_Exercise aim_.
Rewrite the lines from the one containing "Can you find the doorway?" through the end of the records, changing "beige" to "tan" and leaving everything else as it is.

[Excerpts from point annotation data]
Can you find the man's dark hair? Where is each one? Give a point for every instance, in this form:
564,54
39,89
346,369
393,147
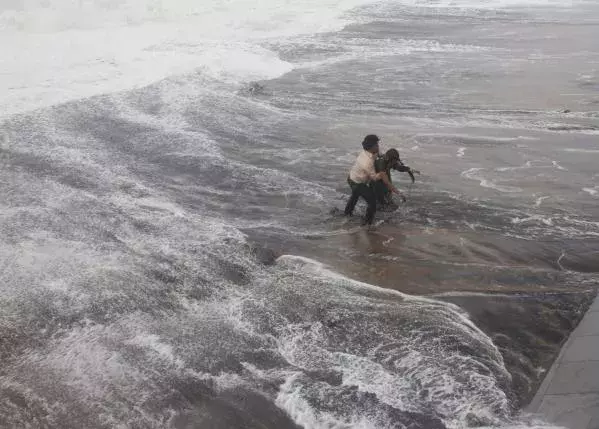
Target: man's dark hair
370,141
392,155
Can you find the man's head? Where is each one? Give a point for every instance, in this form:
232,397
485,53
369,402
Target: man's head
371,143
392,156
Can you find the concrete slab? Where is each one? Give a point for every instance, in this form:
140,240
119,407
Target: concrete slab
582,349
589,324
575,377
571,411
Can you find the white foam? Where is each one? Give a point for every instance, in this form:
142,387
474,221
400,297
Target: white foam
579,150
540,200
54,51
474,174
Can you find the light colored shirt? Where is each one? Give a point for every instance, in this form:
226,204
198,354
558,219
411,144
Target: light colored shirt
363,169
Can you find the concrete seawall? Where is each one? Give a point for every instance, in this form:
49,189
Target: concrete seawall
569,395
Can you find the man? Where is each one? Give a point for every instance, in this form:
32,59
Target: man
385,163
361,177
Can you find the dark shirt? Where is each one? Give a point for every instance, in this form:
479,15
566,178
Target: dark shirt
382,164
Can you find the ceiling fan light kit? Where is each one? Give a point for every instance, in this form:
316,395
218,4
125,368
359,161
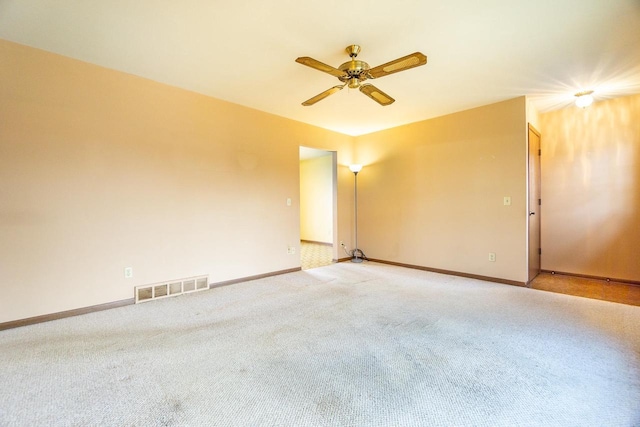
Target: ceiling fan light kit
354,72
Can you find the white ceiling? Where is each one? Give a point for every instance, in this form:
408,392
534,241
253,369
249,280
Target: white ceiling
479,52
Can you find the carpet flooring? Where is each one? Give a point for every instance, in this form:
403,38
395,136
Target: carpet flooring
342,345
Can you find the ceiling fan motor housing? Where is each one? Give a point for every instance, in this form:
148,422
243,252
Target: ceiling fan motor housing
356,72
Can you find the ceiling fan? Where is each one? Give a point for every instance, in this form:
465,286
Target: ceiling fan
353,73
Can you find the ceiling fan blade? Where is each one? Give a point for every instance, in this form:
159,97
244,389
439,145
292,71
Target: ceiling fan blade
310,62
322,95
416,59
376,94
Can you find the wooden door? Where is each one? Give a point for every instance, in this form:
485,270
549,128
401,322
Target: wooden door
534,204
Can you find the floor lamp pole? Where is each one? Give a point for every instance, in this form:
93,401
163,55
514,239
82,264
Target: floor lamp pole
355,169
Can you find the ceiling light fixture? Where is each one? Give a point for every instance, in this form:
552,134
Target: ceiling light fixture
584,98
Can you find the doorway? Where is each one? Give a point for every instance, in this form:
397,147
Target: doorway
535,202
318,211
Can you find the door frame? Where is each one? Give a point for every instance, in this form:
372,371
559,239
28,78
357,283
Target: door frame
534,256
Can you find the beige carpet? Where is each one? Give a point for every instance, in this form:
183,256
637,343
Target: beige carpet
343,345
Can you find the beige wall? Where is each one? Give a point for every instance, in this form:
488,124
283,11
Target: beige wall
316,199
591,189
431,193
101,170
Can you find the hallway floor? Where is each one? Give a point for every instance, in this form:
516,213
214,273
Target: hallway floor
623,293
314,255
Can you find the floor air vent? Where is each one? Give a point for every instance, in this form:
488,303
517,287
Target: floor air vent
170,289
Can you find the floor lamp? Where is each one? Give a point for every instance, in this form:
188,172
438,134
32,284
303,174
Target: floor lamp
356,255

_Response below_.
Can you find the doorway? Where is each one? Give a point for every instance, in this form:
397,147
Target: doorway
535,202
318,211
Can you find the door frame? Where is each one? Give a point for every instance, in this form:
372,371
559,239
28,78
357,283
Target: door frame
534,256
Can you find the tan carpet? Where is each one? Give a point for every instance, in this form:
183,256
637,343
Target: tan carpet
343,345
Can you find the tan wall? Where is each one? Give a point for every instance, in this form:
488,124
283,11
Target: tan wall
316,199
591,189
431,193
101,170
Can you find the hallway floor? Where is each one? Give a point for every instance, in this form:
516,213
214,273
Target: hallway floor
623,293
314,255
Can you find the floor air vent? Where is each one? Give a point for every instance, in this form:
488,303
517,287
Target: floor air vent
170,289
Can you find the floor lamp? Where is each one? Give a point for every instance, in this form:
188,172
438,134
32,284
303,174
Target: floor lamp
356,255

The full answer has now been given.